Pull out every line of the data below that contains the word "dark", and copy each one in full.

___ Input

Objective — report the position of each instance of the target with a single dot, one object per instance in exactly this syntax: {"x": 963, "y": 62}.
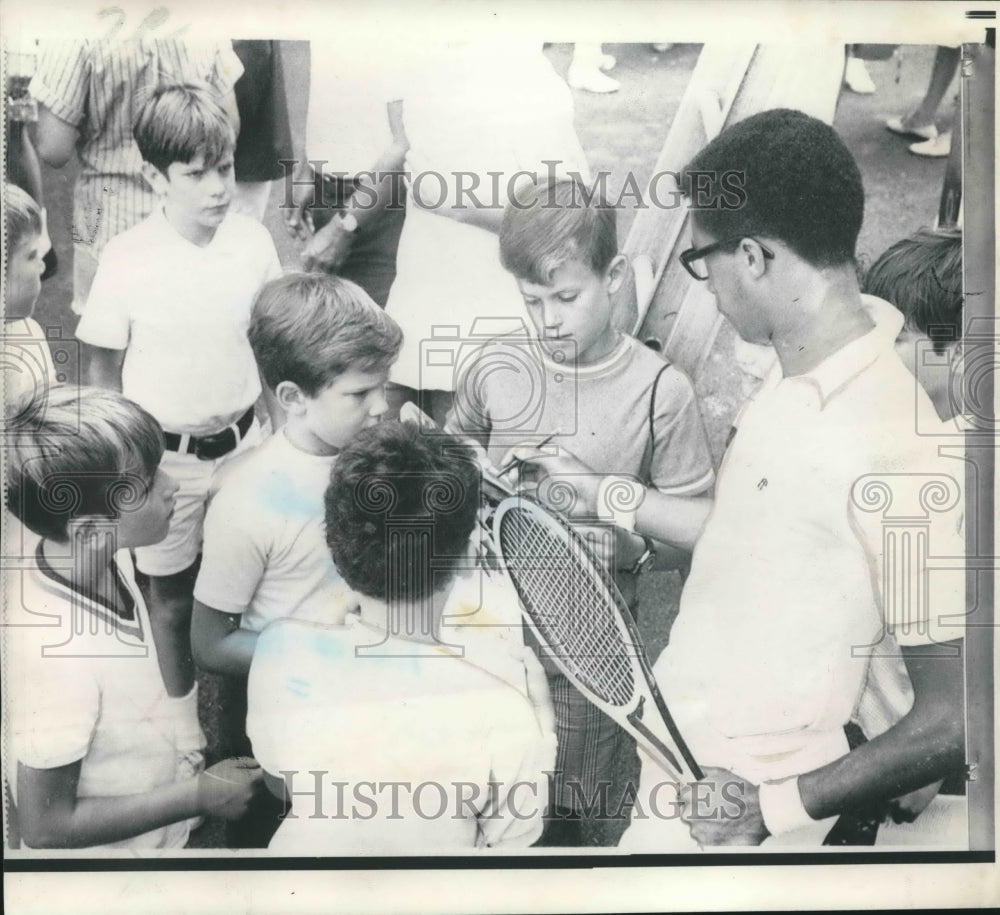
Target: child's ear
{"x": 155, "y": 178}
{"x": 93, "y": 536}
{"x": 291, "y": 398}
{"x": 616, "y": 273}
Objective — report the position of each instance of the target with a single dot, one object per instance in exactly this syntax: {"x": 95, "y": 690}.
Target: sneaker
{"x": 590, "y": 80}
{"x": 857, "y": 77}
{"x": 935, "y": 148}
{"x": 899, "y": 125}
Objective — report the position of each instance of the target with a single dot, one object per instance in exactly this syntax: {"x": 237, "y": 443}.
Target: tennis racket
{"x": 575, "y": 610}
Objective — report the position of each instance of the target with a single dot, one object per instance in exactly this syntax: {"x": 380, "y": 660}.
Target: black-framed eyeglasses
{"x": 691, "y": 255}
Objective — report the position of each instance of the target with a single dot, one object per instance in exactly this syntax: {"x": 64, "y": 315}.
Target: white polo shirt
{"x": 181, "y": 312}
{"x": 265, "y": 554}
{"x": 84, "y": 684}
{"x": 767, "y": 658}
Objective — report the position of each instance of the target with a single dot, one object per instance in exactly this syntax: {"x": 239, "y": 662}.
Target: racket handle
{"x": 662, "y": 750}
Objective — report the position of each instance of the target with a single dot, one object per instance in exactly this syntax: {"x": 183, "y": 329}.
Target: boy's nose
{"x": 379, "y": 405}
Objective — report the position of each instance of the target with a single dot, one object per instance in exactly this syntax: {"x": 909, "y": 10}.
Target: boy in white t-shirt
{"x": 414, "y": 746}
{"x": 27, "y": 361}
{"x": 166, "y": 324}
{"x": 97, "y": 750}
{"x": 324, "y": 349}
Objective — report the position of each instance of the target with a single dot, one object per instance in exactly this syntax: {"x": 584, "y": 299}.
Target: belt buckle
{"x": 212, "y": 447}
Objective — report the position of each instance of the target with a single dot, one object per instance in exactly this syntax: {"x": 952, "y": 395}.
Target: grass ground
{"x": 623, "y": 133}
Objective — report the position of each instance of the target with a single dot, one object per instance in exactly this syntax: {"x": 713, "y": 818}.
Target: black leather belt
{"x": 211, "y": 447}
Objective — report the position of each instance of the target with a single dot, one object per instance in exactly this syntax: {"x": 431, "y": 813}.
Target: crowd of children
{"x": 230, "y": 445}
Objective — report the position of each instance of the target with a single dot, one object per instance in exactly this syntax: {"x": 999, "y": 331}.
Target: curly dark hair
{"x": 800, "y": 185}
{"x": 922, "y": 276}
{"x": 400, "y": 508}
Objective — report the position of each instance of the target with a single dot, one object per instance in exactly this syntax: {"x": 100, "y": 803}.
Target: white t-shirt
{"x": 26, "y": 361}
{"x": 413, "y": 716}
{"x": 181, "y": 314}
{"x": 265, "y": 552}
{"x": 770, "y": 658}
{"x": 84, "y": 684}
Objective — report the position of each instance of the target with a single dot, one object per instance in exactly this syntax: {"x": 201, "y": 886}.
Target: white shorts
{"x": 179, "y": 549}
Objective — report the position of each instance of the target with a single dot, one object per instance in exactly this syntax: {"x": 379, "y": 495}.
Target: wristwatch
{"x": 348, "y": 222}
{"x": 643, "y": 562}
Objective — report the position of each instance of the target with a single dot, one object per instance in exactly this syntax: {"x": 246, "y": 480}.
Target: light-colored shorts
{"x": 179, "y": 549}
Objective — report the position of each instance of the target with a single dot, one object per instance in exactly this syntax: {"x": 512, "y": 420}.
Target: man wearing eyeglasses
{"x": 792, "y": 602}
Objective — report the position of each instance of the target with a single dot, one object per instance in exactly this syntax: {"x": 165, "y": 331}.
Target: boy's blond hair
{"x": 89, "y": 451}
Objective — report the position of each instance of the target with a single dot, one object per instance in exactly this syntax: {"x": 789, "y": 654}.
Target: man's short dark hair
{"x": 922, "y": 276}
{"x": 395, "y": 471}
{"x": 310, "y": 328}
{"x": 800, "y": 183}
{"x": 552, "y": 222}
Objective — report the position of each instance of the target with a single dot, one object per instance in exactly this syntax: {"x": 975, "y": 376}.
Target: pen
{"x": 516, "y": 460}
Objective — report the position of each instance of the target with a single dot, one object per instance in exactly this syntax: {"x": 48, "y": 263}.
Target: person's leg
{"x": 395, "y": 396}
{"x": 585, "y": 69}
{"x": 260, "y": 822}
{"x": 371, "y": 262}
{"x": 856, "y": 75}
{"x": 171, "y": 599}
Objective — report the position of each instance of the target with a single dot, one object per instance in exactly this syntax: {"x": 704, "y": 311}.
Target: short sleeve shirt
{"x": 181, "y": 313}
{"x": 84, "y": 685}
{"x": 99, "y": 87}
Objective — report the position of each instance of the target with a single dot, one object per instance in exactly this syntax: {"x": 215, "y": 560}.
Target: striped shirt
{"x": 99, "y": 87}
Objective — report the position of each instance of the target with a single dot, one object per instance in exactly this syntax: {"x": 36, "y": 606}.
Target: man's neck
{"x": 825, "y": 315}
{"x": 301, "y": 439}
{"x": 197, "y": 234}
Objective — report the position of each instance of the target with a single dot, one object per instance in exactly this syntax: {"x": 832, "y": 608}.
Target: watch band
{"x": 642, "y": 563}
{"x": 618, "y": 499}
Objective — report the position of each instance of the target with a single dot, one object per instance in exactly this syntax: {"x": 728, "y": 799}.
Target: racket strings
{"x": 569, "y": 604}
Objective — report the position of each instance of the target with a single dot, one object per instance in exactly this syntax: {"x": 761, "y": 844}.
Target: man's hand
{"x": 226, "y": 789}
{"x": 298, "y": 221}
{"x": 328, "y": 248}
{"x": 723, "y": 809}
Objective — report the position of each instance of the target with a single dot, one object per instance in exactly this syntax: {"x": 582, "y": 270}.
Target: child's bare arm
{"x": 52, "y": 816}
{"x": 55, "y": 139}
{"x": 271, "y": 406}
{"x": 104, "y": 366}
{"x": 219, "y": 645}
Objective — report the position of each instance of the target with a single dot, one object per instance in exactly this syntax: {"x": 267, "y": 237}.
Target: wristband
{"x": 648, "y": 555}
{"x": 618, "y": 499}
{"x": 781, "y": 807}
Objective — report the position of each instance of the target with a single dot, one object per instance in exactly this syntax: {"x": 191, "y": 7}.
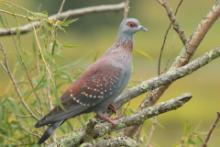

______

__Written response__.
Target: curly dark hair
Target: man's short dark hair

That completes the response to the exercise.